STATED PROBLEM: Set down the full listing exactly, character for character.

EXERCISE INPUT:
------------------------------------------------
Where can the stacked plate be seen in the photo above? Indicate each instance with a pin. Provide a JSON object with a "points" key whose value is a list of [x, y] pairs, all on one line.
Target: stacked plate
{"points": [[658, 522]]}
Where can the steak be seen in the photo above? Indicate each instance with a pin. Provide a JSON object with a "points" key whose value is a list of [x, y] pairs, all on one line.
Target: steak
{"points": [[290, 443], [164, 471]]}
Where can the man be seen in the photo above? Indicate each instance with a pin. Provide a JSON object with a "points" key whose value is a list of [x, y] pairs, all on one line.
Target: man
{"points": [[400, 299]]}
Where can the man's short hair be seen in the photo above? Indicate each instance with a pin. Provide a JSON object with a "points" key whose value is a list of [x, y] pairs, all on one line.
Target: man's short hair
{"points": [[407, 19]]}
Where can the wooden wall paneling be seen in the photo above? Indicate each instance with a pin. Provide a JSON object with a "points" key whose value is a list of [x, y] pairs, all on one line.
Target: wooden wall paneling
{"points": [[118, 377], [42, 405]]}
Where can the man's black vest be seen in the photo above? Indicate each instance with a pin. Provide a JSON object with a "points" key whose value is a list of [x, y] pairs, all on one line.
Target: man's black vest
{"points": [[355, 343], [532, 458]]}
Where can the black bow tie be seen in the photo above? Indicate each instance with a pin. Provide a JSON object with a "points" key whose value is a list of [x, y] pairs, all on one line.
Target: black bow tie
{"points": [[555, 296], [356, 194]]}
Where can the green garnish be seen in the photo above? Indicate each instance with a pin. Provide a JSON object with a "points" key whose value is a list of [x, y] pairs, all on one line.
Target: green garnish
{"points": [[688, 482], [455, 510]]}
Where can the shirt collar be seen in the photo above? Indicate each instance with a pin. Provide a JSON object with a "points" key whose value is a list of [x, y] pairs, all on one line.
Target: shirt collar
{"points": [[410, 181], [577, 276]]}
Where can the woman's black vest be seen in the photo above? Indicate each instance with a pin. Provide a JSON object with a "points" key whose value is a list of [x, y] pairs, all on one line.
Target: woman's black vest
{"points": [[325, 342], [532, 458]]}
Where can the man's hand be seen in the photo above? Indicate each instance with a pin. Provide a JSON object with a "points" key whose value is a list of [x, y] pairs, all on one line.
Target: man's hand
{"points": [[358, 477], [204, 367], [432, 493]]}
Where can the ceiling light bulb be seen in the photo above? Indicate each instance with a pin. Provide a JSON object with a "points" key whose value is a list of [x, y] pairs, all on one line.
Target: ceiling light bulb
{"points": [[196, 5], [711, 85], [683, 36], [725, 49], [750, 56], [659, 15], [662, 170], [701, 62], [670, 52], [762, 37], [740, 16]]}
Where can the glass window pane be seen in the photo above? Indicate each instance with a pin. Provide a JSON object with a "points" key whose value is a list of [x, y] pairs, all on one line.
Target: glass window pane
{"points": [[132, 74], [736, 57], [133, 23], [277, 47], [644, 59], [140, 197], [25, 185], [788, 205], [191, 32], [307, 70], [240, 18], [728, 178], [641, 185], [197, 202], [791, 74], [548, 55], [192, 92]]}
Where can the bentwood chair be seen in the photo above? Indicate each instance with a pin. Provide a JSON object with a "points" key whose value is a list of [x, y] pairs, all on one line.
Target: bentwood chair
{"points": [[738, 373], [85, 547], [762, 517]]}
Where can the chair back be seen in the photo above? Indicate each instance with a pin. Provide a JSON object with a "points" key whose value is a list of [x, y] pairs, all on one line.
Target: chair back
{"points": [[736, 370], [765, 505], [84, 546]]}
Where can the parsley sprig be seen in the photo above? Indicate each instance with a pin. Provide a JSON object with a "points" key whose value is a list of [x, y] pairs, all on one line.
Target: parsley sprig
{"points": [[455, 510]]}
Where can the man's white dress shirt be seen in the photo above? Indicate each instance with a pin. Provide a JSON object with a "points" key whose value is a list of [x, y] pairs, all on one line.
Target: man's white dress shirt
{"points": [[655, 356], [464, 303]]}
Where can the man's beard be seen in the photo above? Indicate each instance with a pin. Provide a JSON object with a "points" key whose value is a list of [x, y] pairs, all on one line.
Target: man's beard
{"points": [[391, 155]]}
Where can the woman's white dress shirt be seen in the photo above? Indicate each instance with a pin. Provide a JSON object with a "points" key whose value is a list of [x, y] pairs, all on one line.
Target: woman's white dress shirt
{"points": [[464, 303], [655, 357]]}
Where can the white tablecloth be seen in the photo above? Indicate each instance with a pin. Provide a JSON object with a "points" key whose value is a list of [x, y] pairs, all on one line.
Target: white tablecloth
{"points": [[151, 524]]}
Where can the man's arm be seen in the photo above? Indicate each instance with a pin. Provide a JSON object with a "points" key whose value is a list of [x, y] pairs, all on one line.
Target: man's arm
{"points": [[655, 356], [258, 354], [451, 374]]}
------------------------------------------------
REPLY:
Where can the stacked plate be seen in the photo above? Indicate each instance with a pin. Provide a JSON object with a "points" key whose value is a list of [x, y] pairs, all on one line.
Target: stacked plate
{"points": [[658, 522]]}
Where can the steak be seen in the photo above? Indicate each instance with a pin. Provide a JSON object with a "points" key whose value is a list of [x, y] pairs, all on one line.
Target: steak
{"points": [[290, 443], [164, 471]]}
Where can the man be seen in the photo above? Indicate each instance with a pin. Provide a JSON object with a "points" key whose value is a list of [x, y] pairs, all on one line.
Target: man
{"points": [[400, 299]]}
Where can the man's short hair be seen in the photo above? Indicate each instance with a pin. Provide a JSON object with a "points" key whose value is a list of [x, y] pairs, all on one line.
Target: man's short hair
{"points": [[407, 19]]}
Where can the wooden wall paneling be seen in the photo above? Indicate each instance with a pin. Provide a JSON object with a "points" key whose value is a list of [x, y] pairs, all on one line.
Target: wooden wall paneling
{"points": [[118, 377], [42, 405]]}
Where can the man's black vest be seen in the photo above? Indicate each instance with a pin. Provide a JSON object with a "points" key whose value is a list of [x, y] pairs, all on one line.
Target: man's black vest
{"points": [[355, 343], [532, 458]]}
Where can the black bow tie be seen in the photo above? Indicate each instance with a pin. Provide a JSON object with a "points" key whose value is a list of [x, y] pairs, all on one line.
Target: black bow tie
{"points": [[555, 296], [356, 194]]}
Where can the green garnish be seen in the photo above? Indicate each instance with a pin. Provide a JSON object with a "points" key whose value is a list of [x, y] pairs, all on one line.
Target: green garnish
{"points": [[688, 482], [455, 510]]}
Where can the shirt collar be seen in the photo above? Indicate each instance with a pin. Provide a JSON object with a "points" key whose value is a list of [x, y] pairs, all on one line.
Target: shirt collar
{"points": [[410, 181], [577, 276]]}
Where can the woman's black vest be seen in the photo above? Indicate each instance with a pin. Provide a JSON object with a "points" key whose value is a list of [x, y] pairs, all on one line.
Target: woman's black vest
{"points": [[325, 342], [532, 458]]}
Where can the man's hand be seen in the photo above? Indicate each instance with a pin. Provide a JSON object with a "points" key whose value is a list of [x, y] pairs, all on one line.
Target: man's hand
{"points": [[358, 477], [204, 367], [432, 493]]}
Where can the ceiling light bulb be seen in the photo above? Indicate each instance with a pin. Provide a JSON object with a "points" key whose value is a list of [x, y] pairs, all on one line.
Target: ceiling light bulb
{"points": [[196, 5], [711, 85], [683, 36], [725, 49], [750, 56], [659, 15], [662, 170], [701, 62], [670, 52], [762, 37], [740, 16]]}
Where can the glass window pane be seen in the photo above? Indicate each instance with a pin. Provide a JSON object with a "points" key whose value is a list of [x, y] pairs, all on one line.
Target: glass window pane
{"points": [[132, 74], [736, 57], [133, 23], [277, 47], [644, 59], [140, 197], [25, 185], [788, 205], [191, 32], [307, 70], [240, 18], [728, 178], [641, 185], [197, 202], [791, 74], [548, 55], [192, 92]]}
Where can the bentwood chair be seen in the photo above? Indicate each instance with a pin. Provide a JSON object with a "points" key whose value is a list of [x, y] pairs, all on one line.
Target: bentwood chair
{"points": [[738, 373], [85, 547], [762, 517]]}
Where can the chair back be seen in the photo above? Indicate each instance with a pin. Provide a JSON object with a "points" key whose value is a list of [x, y] pairs, all on one line.
Target: chair back
{"points": [[736, 370], [765, 505], [84, 546]]}
Where can the parsley sprig be seen in the photo above? Indicate each instance with a pin. Provide a JSON object with a "points" key whose value is a list of [x, y] pairs, all on one line.
Target: parsley sprig
{"points": [[455, 510]]}
Where can the man's white dress shirt be seen in the photo above? Indicate each instance with a pin. Provide a JSON object with a "points" key whose value is a list of [x, y] pairs, all on one line.
Target: man's white dress shirt
{"points": [[655, 356], [464, 303]]}
Where can the man's beard be seen in the photo above? Indicate each instance with a pin. Provide a JSON object with a "points" key whose value is a list of [x, y] pairs, all on one line.
Target: man's beard
{"points": [[391, 155]]}
Where can the woman's white dress shirt be seen in the photo above? Indicate each instance with a pin. Provide a JSON object with a "points" key whose value is a list of [x, y] pairs, all on one line.
Target: woman's white dress shirt
{"points": [[464, 303], [655, 357]]}
Where can the white tablecloth be seen in the photo above? Indicate each instance with a pin. Provide a JSON object with a "points" key whose value is a list of [x, y] pairs, all on one line.
Target: white tablecloth
{"points": [[151, 524]]}
Where can the man's arm be seen in the photo above? Indicate each instance with a pin. Provide a JSON object with a "points" key whose value is a list of [x, y] pairs, all on one line.
Target: man's arm
{"points": [[655, 356], [258, 354], [451, 374]]}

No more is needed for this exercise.